- **Problem requirements**
Can you copy out every line of the records below word for word, leaving out the pictures?

- **Data rows**
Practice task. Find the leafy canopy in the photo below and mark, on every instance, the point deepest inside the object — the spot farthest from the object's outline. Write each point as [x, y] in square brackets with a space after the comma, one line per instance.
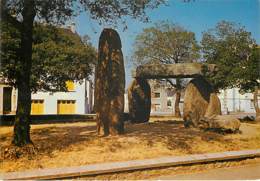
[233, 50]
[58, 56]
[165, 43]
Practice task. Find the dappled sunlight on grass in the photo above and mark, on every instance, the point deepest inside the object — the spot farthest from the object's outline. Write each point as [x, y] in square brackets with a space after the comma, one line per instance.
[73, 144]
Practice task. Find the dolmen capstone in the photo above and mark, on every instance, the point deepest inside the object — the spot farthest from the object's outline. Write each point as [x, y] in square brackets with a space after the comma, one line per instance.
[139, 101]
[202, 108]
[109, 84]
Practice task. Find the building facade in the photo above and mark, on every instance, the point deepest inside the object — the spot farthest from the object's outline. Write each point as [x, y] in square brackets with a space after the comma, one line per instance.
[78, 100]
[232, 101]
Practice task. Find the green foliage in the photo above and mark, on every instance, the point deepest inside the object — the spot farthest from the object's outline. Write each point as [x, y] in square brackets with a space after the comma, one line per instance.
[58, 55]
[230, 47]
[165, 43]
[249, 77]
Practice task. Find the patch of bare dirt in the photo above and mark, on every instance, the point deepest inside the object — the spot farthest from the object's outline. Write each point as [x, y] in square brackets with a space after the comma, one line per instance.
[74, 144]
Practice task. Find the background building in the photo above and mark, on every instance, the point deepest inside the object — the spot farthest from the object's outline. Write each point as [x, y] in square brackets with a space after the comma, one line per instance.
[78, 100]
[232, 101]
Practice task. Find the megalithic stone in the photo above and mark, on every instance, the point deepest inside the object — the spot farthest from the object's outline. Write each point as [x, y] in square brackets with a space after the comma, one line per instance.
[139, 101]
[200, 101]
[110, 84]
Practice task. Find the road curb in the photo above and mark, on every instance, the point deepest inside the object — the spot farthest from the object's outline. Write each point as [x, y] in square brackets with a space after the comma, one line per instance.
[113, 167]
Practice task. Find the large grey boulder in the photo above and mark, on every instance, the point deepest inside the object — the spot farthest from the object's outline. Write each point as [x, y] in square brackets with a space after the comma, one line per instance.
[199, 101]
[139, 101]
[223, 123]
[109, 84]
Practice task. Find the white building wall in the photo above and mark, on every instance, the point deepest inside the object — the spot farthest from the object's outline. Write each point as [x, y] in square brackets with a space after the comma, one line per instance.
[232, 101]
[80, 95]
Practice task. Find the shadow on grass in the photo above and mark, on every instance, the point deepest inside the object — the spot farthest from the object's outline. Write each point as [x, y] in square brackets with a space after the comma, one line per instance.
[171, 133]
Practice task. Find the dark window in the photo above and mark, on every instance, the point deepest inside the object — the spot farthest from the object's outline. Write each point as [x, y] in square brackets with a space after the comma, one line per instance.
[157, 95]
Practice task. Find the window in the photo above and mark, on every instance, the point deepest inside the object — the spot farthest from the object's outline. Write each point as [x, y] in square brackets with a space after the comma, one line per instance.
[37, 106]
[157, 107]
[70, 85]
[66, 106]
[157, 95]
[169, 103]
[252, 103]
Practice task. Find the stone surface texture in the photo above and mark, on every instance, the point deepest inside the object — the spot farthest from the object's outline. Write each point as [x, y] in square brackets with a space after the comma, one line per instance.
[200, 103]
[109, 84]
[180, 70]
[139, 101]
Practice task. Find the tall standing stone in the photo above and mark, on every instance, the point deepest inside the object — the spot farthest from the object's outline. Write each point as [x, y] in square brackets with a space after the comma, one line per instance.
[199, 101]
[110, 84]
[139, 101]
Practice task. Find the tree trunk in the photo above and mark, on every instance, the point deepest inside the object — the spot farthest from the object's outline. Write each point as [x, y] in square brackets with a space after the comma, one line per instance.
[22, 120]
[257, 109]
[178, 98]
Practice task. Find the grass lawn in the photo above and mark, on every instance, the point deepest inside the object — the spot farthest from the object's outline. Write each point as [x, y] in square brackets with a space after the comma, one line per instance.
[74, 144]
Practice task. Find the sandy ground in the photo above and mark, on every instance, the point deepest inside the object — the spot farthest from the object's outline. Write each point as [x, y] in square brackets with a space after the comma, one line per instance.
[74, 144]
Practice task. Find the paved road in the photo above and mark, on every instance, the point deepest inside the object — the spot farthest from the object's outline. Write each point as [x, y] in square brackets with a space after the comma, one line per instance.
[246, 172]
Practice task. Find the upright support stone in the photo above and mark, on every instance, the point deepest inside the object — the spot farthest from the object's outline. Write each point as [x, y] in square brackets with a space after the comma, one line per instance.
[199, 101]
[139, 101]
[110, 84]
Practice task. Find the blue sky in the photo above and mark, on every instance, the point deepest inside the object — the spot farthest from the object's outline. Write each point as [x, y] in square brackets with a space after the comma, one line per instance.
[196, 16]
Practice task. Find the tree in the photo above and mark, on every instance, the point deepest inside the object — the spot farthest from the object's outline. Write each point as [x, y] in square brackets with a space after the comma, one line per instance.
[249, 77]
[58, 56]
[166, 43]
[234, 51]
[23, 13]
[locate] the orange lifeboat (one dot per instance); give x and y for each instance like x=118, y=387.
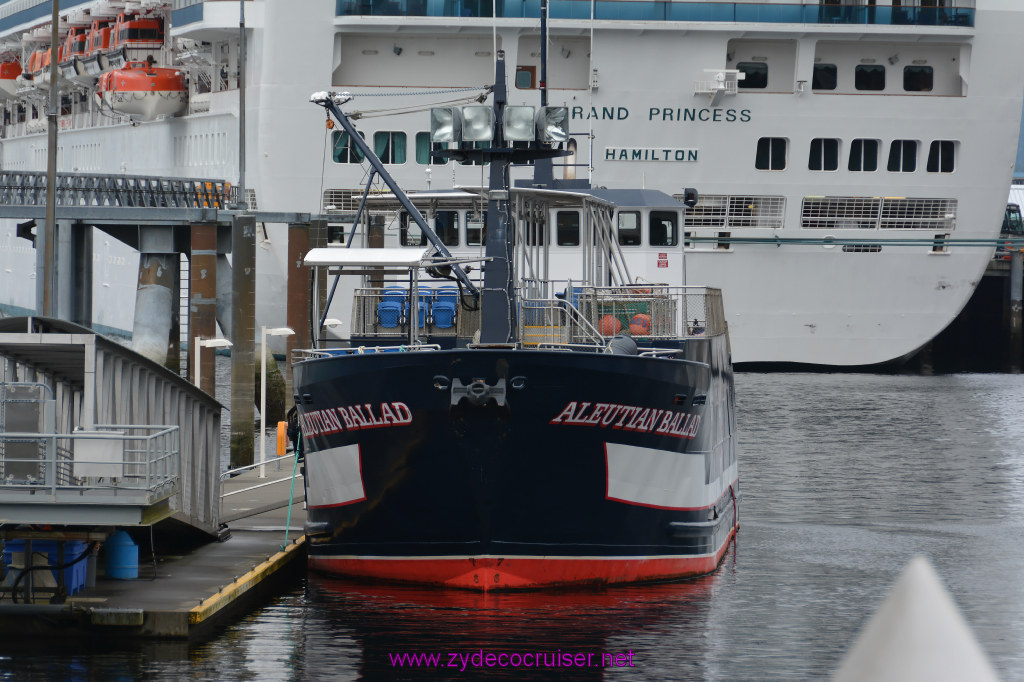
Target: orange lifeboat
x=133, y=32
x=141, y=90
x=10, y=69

- **Result**
Practice task. Find the leafy canopy in the photo below and mark, on every instance, the point deepest inside the object — the spot farthest from the object's outline. Write each point as [x, y] in square brackets with a space after the comma, one line per instance.
[233, 50]
[58, 56]
[165, 43]
Practice task. Find the dappled sunlight on grass in the photo above and mark, on every instance, the point deepest inside the object — the spot farthest from the object's outline. Write each point as [x, y] in square brackets with a space after the comma, one line per instance.
[73, 144]
Practice task. Find the dolmen capstone in the photo above and mark, on every instance, the point deepest inside the object — the spot farthest from the object's outline. Write each point as [x, y] in square brackets with a space after the comma, one line per instance.
[139, 101]
[202, 108]
[109, 84]
Practice task. Find the building facade in the photo above and mark, on every instance, the point deepest inside the object — the spot farthest from the object's outline. Write each point as [x, y] in square brackets with a space after the comma, one line per instance.
[78, 100]
[232, 101]
Practice task. Find the green foliage in the photo above and mark, on every instance, the point deepest inside the object — the spot farthest from the object's outline. Write each point as [x, y] in square brackets with a space after the comma, one line per instance.
[58, 55]
[230, 47]
[165, 43]
[249, 77]
Practice task. Find the patch of bare dirt in the photo above and mark, on every instance, the point deepest inside the object — the spot farthest from the object's outline. Write each point as [x, y] in square brackets with a space after the comma, one line per instance.
[74, 144]
Practice task. Find the background building in the photo above and mark, on every instance, the point deepest inside the object — the spot farthest from the object's outline. Write each point as [x, y] in square brackets with a space after the comma, one line per instance.
[78, 100]
[232, 101]
Practice task. Find the megalithic stone in the photo above and mark, on every instance, the point deepest inside the object — the spot farthest from the object's outline. Write each point as [x, y] in square brackets with a space after the comma, one line per instance.
[139, 101]
[200, 101]
[110, 84]
Practice task. Find the road curb in the photo above and mark, on every instance, the point deepest inside the object — the spot farthest from the object's outline. Write each point as [x, y] in square brackets with a space after the comma, one line per instance.
[113, 167]
Practice task. Find the large grey boulder in the photo above and mark, on every instance, the point deepest inside the object — the spot farthest from the object's outline. Write each point as [x, y] in square brackets with a space after the comma, one line per instance.
[199, 101]
[139, 101]
[223, 123]
[109, 84]
Practice task. Find the white building wall in the photo above and mark, on every instance, the point deepest inside the object — the spot farthest from the object's outline. Write each point as [x, y] in square brackets with a space after the comma, one line per instance.
[232, 101]
[80, 95]
Practice task. Find the shadow on grass in the photo above and mark, on every instance, the point deepest inside the object — the spot farthest from the object's outline. Write each point as [x, y] in square brackets with a space after the comma, one line per instance.
[171, 133]
Practice task. Find the dark window in the photo above and mark, on every instance, the point deepest inside the object — the spot farthest from the object's outline. Write each point as [x, y] in square brackets with a space after the comma, one line per instance.
[157, 95]
Practice task. Find the window in the photo above and mark, on every instance, the point deepest inside the object — the spot farthest from the object's outline. Write each point as [x, y] in square brackets with a space after the comma, one line per instance.
[37, 106]
[157, 107]
[70, 85]
[66, 106]
[157, 95]
[169, 103]
[252, 103]
Practice task. Find the stone surface texture in the photo above and mark, on every instance, the point deepest inside the object — the spot farthest from the object's outline. Write each point as [x, y] in square brackets with a space after the comma, one line per instance.
[200, 103]
[109, 84]
[180, 70]
[139, 101]
Practice task. Find the tall standing stone in the photo above and mark, on every instance, the point deepest inside the object — the spot farthest from the object's outline. Write each point as [x, y] in square brackets with a space after the comma, one line per instance.
[199, 101]
[110, 84]
[139, 101]
Practice task. Find the tree trunk in the photo above and mark, on every instance, the point deepest inside the object — the spot farthest from the object's outline. Write each point as [x, y] in square brackets with a space after the comma, one line per instance.
[22, 120]
[257, 109]
[178, 98]
Practice task. Find the grass lawn in the photo above and mark, on every instance, the point deepest inside the object — the spot farthest from the object's outline. Write each point as [x, y] in square brackets with a space after the comma, one line per instance.
[74, 144]
Practice task. Find the sandy ground in the photo above and mark, on every instance, the point deepest inside the object — the spot farthest from the object's outline. Write each point as [x, y] in square brackets with a space after the comma, one line per instance.
[74, 144]
Practice task. Find the paved road in the photo above and mark, on every instance, the point deepest inside the object — the spot farthest from the object's outline. Write each point as [x, y] in square brackets with a space after the comma, one line per instance.
[246, 172]
Practice task. Find the upright support stone in the photo above and mark, on every instance, the point deepest inside the object — the spot farthest from the object's outline. Write each point as [x, y] in square brackets with a space after the comma, one line per instance.
[199, 101]
[139, 101]
[110, 84]
Practice task. Find the blue sky in the photo above and mark, on every instance, the point deepest inside the object — the spot farthest from the object's outline. Write each point as [x, y] in square brackets with a space after the comma, one line per instance.
[196, 16]
Practice task. Find the tree in the photo above and mark, on every instance, the point deepest inside the object — the spot farthest from the object's outline. Write each point as [x, y] in square brackets with a space after the comma, one line per instance.
[249, 77]
[58, 56]
[166, 43]
[234, 51]
[23, 13]
[locate] the orange lifeboat (one dot per instance); give x and y for each instance like x=118, y=387.
Target: orange lifeboat
x=133, y=32
x=141, y=90
x=10, y=69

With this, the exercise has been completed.